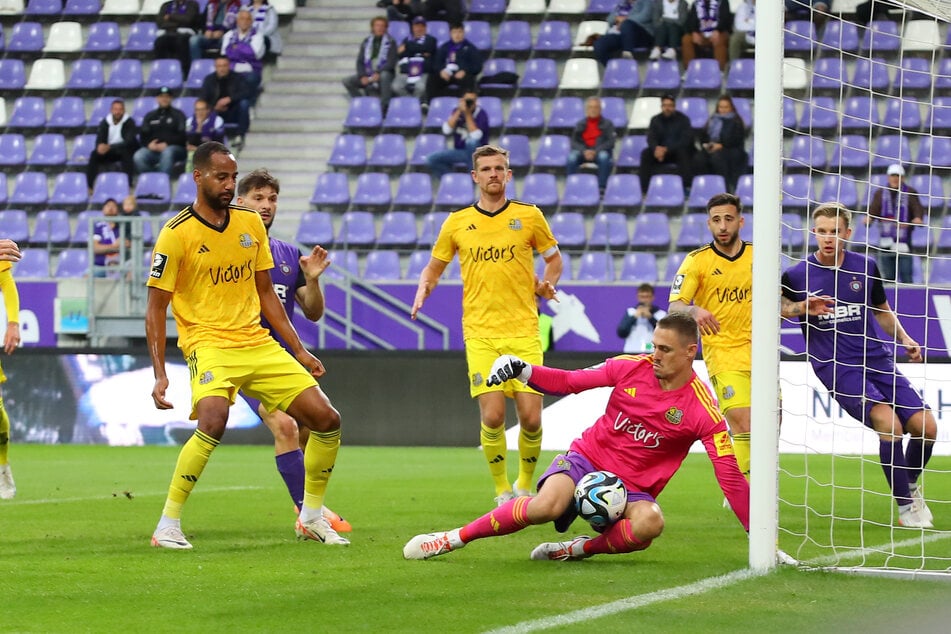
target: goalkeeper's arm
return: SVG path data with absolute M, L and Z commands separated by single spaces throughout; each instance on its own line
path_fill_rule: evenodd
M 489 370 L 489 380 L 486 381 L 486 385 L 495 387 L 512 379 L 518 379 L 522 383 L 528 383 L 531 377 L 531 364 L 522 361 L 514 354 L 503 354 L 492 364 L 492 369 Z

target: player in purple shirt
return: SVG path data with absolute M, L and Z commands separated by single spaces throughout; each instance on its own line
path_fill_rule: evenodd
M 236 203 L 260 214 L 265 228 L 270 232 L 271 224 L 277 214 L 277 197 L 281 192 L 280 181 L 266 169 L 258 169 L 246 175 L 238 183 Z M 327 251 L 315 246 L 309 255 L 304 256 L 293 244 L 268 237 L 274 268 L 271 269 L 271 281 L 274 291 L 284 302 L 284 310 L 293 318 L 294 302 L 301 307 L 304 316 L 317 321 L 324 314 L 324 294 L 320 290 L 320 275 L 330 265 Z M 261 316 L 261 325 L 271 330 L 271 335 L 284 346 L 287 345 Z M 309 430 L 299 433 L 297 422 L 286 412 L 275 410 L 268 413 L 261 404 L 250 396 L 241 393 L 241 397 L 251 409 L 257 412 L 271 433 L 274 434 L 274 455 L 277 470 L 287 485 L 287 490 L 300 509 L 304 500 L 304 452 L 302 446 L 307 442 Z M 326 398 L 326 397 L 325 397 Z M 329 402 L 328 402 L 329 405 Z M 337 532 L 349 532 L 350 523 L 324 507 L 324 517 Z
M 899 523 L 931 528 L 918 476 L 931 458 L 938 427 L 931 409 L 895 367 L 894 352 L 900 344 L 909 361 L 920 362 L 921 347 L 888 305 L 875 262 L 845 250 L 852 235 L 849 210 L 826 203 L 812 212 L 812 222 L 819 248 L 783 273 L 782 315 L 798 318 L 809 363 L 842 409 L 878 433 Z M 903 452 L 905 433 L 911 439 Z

—————

Exercise directions: Reproduce each entry word for word and cut the images.

Result for this task:
target: goalkeeper's arm
return: SVG path data with absolute M, L and Z commands separated by single spaces throughout; each instance on its own line
path_fill_rule: evenodd
M 489 370 L 489 380 L 486 381 L 486 385 L 495 387 L 512 379 L 518 379 L 522 383 L 528 383 L 531 377 L 531 364 L 522 361 L 514 354 L 503 354 L 492 364 L 492 369 Z

target: player in purple shirt
return: SVG path data with absolute M, L and Z commands separated by single spaces throughout; each instance on its own line
path_fill_rule: evenodd
M 236 203 L 260 214 L 265 228 L 270 232 L 271 224 L 277 214 L 277 197 L 281 192 L 280 181 L 266 169 L 258 169 L 246 175 L 238 183 Z M 327 251 L 315 246 L 309 255 L 304 256 L 293 244 L 268 237 L 274 268 L 271 269 L 271 281 L 274 291 L 284 302 L 284 310 L 293 318 L 294 302 L 301 307 L 304 316 L 317 321 L 324 314 L 324 294 L 320 290 L 320 275 L 330 265 Z M 261 316 L 261 325 L 271 330 L 271 335 L 284 346 L 287 345 Z M 309 430 L 299 433 L 297 422 L 286 412 L 275 410 L 268 413 L 261 404 L 250 396 L 241 393 L 241 397 L 251 409 L 257 412 L 271 433 L 274 434 L 274 455 L 277 470 L 287 485 L 287 490 L 300 509 L 304 500 L 304 452 L 302 446 L 307 442 Z M 326 398 L 326 397 L 325 397 Z M 329 402 L 328 402 L 329 405 Z M 337 532 L 349 532 L 350 523 L 324 507 L 324 517 Z
M 899 523 L 931 528 L 918 476 L 931 458 L 938 427 L 931 409 L 895 367 L 894 352 L 900 344 L 909 361 L 920 362 L 921 347 L 888 305 L 875 262 L 845 250 L 852 235 L 849 210 L 826 203 L 812 212 L 812 222 L 819 248 L 783 273 L 782 315 L 798 318 L 809 363 L 842 409 L 878 433 Z M 903 452 L 905 433 L 911 439 Z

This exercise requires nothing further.